*What to do:* Given the listing below, write out exactly the lines starting with the line that has "Where can you see the white fence?" and going on through the line that has "Where can you see the mountain", both kept.

== == ==

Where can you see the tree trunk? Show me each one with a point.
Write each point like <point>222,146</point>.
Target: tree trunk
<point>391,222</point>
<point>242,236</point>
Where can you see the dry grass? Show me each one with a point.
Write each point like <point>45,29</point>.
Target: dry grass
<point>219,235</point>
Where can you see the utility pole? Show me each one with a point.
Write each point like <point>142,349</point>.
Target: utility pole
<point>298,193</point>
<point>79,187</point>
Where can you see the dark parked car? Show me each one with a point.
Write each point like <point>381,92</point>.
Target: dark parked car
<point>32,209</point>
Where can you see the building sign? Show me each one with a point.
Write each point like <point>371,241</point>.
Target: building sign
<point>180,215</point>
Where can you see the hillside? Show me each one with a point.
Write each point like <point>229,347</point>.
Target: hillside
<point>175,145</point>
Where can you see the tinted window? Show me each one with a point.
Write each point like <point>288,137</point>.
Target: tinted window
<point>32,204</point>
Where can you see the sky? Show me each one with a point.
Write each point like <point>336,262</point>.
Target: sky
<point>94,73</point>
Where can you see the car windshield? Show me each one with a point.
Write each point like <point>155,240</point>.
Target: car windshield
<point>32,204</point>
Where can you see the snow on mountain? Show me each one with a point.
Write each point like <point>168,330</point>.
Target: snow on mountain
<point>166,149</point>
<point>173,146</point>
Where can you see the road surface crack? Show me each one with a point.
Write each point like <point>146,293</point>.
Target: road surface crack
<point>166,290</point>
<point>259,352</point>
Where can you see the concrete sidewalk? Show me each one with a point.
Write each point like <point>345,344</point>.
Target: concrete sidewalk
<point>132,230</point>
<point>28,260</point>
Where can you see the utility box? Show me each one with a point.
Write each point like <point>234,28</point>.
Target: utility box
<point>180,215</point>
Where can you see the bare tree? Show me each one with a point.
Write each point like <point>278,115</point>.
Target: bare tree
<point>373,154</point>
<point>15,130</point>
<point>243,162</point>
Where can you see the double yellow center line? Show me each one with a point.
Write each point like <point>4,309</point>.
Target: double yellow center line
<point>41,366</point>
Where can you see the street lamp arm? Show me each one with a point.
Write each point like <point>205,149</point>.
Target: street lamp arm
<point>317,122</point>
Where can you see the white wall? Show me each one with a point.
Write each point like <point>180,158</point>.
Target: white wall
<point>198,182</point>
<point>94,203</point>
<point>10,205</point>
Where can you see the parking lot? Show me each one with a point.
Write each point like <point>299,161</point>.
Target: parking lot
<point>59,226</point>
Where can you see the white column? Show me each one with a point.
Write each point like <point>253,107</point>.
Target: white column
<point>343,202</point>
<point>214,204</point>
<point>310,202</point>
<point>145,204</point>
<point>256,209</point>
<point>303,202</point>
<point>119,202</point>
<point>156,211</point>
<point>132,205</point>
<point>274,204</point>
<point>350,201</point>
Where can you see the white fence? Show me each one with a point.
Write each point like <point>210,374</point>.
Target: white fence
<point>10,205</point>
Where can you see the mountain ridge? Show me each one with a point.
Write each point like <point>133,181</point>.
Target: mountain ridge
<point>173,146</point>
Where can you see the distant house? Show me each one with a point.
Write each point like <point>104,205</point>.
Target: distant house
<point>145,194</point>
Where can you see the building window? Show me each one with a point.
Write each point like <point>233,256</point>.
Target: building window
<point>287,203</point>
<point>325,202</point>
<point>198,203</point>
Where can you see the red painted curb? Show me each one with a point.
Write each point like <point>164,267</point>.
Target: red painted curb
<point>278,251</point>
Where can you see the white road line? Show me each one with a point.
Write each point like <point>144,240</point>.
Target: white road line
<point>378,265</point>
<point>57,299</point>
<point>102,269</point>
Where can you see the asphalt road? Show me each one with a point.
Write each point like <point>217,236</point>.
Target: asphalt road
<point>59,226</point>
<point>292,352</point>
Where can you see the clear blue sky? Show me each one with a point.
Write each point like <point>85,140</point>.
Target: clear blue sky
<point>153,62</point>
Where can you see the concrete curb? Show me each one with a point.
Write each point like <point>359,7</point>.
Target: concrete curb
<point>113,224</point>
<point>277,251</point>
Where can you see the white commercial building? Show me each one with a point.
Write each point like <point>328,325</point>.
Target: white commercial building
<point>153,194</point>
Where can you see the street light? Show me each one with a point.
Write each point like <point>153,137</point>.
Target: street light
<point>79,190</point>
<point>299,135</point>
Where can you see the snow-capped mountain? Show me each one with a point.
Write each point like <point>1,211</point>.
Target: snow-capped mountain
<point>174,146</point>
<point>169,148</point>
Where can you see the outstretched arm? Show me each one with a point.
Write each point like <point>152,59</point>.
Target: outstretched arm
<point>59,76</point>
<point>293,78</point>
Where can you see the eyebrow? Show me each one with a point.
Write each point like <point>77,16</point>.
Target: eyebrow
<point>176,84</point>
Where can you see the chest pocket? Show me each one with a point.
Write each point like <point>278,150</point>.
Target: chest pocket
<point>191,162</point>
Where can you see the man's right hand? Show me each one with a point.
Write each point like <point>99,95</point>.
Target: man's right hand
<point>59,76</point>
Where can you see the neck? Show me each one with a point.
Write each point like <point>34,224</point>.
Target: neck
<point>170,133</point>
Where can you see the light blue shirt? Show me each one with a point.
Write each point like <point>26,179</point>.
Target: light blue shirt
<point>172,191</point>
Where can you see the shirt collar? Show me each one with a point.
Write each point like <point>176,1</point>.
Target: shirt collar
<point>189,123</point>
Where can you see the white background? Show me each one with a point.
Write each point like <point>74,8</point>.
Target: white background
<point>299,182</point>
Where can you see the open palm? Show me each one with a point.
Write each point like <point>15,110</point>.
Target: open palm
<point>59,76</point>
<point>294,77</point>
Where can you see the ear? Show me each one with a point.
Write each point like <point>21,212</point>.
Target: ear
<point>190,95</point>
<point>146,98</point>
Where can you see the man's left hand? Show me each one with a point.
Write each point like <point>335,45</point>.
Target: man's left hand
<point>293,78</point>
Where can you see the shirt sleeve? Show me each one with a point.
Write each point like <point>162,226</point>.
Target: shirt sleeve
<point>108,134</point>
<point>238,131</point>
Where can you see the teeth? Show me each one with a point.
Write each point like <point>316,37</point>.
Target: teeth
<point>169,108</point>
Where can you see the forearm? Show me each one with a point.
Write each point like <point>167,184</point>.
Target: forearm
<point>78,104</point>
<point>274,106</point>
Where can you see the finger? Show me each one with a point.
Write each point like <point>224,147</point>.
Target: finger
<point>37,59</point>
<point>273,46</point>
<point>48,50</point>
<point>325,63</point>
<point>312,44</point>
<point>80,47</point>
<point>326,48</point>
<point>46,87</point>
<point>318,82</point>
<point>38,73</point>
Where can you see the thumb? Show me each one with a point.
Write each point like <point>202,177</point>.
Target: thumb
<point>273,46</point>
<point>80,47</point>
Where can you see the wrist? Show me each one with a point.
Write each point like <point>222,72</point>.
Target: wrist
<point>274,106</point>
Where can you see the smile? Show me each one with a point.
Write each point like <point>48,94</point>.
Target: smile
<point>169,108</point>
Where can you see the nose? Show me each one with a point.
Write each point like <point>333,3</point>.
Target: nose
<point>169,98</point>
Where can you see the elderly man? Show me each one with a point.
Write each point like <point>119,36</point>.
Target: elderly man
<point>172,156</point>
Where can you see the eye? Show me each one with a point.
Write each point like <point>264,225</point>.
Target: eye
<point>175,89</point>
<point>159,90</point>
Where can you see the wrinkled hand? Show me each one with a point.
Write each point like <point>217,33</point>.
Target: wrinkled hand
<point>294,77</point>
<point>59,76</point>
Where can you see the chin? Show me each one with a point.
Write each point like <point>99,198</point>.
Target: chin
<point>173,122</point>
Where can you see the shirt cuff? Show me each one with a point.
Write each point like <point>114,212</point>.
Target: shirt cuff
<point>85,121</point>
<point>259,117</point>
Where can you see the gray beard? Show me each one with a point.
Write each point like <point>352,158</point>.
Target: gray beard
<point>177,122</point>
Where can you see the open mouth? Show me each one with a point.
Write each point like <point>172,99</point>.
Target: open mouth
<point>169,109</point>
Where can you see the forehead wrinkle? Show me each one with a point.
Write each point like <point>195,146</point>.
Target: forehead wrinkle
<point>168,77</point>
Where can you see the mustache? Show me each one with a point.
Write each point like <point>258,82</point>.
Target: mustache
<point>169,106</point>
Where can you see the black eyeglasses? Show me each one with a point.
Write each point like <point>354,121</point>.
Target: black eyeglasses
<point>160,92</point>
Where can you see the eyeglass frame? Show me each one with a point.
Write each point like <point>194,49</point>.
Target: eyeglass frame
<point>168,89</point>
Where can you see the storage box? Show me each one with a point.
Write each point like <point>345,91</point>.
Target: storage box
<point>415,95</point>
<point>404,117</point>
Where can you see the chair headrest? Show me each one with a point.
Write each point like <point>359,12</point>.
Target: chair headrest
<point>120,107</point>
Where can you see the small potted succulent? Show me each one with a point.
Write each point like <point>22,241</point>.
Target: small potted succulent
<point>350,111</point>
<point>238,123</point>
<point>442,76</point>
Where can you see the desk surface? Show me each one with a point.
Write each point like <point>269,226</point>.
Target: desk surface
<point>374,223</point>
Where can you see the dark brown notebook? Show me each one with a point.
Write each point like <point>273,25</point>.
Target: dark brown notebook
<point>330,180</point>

== == ==

*Your response:*
Where can you see the white fence? Show me each one with a point.
Write each point like <point>210,374</point>.
Target: white fence
<point>10,205</point>
Where can you see the mountain ridge? Show me each one with a point.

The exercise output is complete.